▸ **Problem description**: When you set down the entries, keep every word exactly as it is but drop the pictures.

▸ **Point-per-instance localization data**:
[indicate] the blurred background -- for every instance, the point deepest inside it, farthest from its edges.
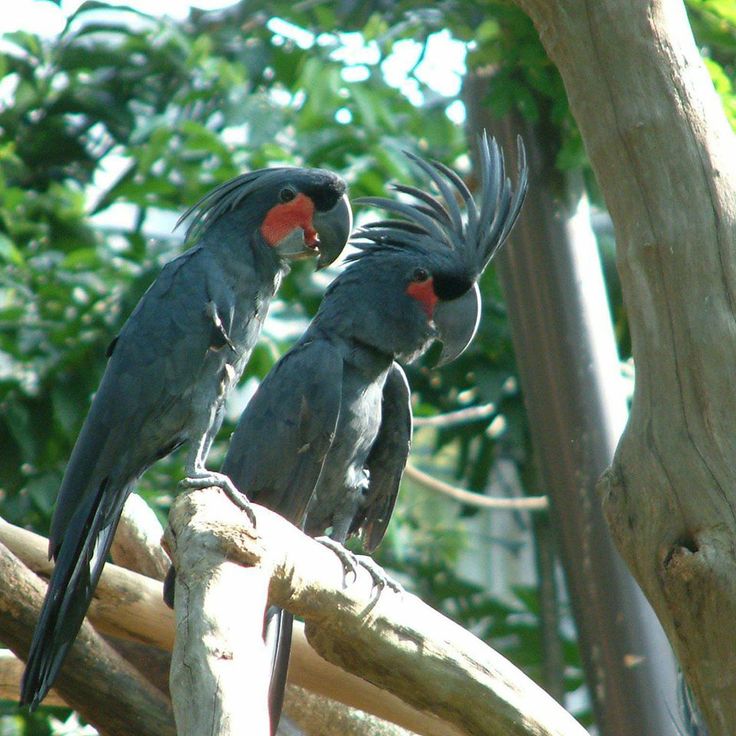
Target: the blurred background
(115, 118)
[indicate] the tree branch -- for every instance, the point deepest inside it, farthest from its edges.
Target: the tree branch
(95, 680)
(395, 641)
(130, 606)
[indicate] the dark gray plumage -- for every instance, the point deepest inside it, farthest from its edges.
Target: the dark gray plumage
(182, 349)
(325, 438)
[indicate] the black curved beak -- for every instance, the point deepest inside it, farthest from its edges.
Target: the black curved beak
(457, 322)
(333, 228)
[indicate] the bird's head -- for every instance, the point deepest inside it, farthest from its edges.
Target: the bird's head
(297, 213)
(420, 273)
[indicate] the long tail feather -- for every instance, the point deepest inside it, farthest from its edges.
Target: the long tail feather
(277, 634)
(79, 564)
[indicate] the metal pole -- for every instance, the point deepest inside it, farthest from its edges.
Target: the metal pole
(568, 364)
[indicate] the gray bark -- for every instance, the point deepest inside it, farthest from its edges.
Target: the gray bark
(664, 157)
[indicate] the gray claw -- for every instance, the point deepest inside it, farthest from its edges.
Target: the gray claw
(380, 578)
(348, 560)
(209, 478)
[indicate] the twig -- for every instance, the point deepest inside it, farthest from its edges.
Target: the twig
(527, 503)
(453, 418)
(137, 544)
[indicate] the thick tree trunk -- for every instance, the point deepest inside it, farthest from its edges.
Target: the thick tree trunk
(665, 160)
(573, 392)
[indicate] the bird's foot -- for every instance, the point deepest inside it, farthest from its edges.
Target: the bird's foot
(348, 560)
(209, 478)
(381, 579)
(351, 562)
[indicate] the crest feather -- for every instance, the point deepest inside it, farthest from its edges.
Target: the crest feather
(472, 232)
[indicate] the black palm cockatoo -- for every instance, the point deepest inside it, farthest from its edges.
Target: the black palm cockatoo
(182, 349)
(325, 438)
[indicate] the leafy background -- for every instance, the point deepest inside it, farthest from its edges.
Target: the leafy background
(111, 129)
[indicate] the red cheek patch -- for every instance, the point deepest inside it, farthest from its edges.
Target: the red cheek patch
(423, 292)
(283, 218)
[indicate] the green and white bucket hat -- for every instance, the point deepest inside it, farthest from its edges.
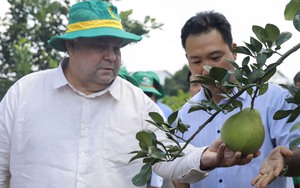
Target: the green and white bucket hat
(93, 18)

▸ **Solution**:
[indicate] the blurred background -- for every instance, the point deepest inside it, farthest from its edges.
Target: the blurred background
(115, 118)
[indicate] the tree branch -- for every instance, the point deepest inside it, farthest from its edges.
Target: the tree branch
(95, 680)
(395, 641)
(130, 606)
[indicate] the dark gray plumage -- for every instance, the point deepest inside it, farthest from its edges.
Target: the dark gray plumage
(182, 349)
(325, 438)
[indicate] the black curved beak -- for every instance, the point deepest inside it, farthest from its edges.
Target: the black curved beak
(457, 322)
(333, 228)
[indicate] the bird's head -- for every instance, the point deepest inside it, farthest from its edges.
Target: the bird's head
(297, 213)
(420, 273)
[indicate] the long tail feather -- for every instance, the point deepest inside it, farthest from its edges.
Target: the long tail feather
(277, 634)
(79, 564)
[indicate] the metal pole -- for every instance, the point deepest inside it, farthest from its edges.
Target: the metal pole
(568, 364)
[indicate] the gray bark -- for every instance, the point deepest inside it, farthest from its edges.
Target: the gray bark
(664, 157)
[indicate] the gray claw -- for every instance, the point deepest inside it, farthest from its edges.
Target: the gray claw
(380, 578)
(348, 560)
(209, 478)
[indicate] the twig -- for every instance, the point deepest inside it, farthest from its edges.
Target: the twig
(527, 503)
(453, 418)
(137, 544)
[indicate] the thick tree trunk -- for every instance, the point deepest inside it, farthest from its edges.
Target: the thick tree trunk
(665, 160)
(573, 392)
[indicate] the bird's foot -- for every instance, the point deepest inside it, farthest from its edges.
Target: the bird's foot
(348, 560)
(209, 478)
(381, 579)
(351, 562)
[indicate] the crest feather -- for every instance, the point deepest inside it, farthest from its edges.
Target: the crest feather
(472, 232)
[indicate] the black palm cockatoo -- for every instance, the point deepest inside it, farthest from its edges.
Target: the black palm cockatoo
(182, 349)
(325, 438)
[indicate] the leafy background -- for every instance, the point deepest inside it, farthest from its edges.
Target: the leafy background
(111, 129)
[indicate] the red cheek patch -- for every instance, the point deepest inside it, farthest from its edges.
Target: the red cheek patch
(423, 292)
(283, 218)
[indicate] the green and white bucket hat -- for every instance, the point deepest inside it, farthest from its edges.
Target: the green and white bucket hat
(93, 18)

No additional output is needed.